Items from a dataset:
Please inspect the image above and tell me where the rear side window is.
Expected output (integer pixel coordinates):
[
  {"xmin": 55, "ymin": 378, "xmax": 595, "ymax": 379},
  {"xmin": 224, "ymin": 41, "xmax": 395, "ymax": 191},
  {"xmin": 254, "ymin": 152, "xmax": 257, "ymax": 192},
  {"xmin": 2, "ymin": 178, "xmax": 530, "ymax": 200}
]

• _EXERCISE DESCRIPTION_
Retype the rows above line for line, with no changes.

• _WRITTEN REPLY_
Please inspect the image above and tell me where the rear side window is.
Expected output (integer pixel coordinates):
[
  {"xmin": 55, "ymin": 378, "xmax": 595, "ymax": 379},
  {"xmin": 224, "ymin": 41, "xmax": 395, "ymax": 191},
  {"xmin": 254, "ymin": 152, "xmax": 257, "ymax": 192},
  {"xmin": 2, "ymin": 178, "xmax": 530, "ymax": 200}
]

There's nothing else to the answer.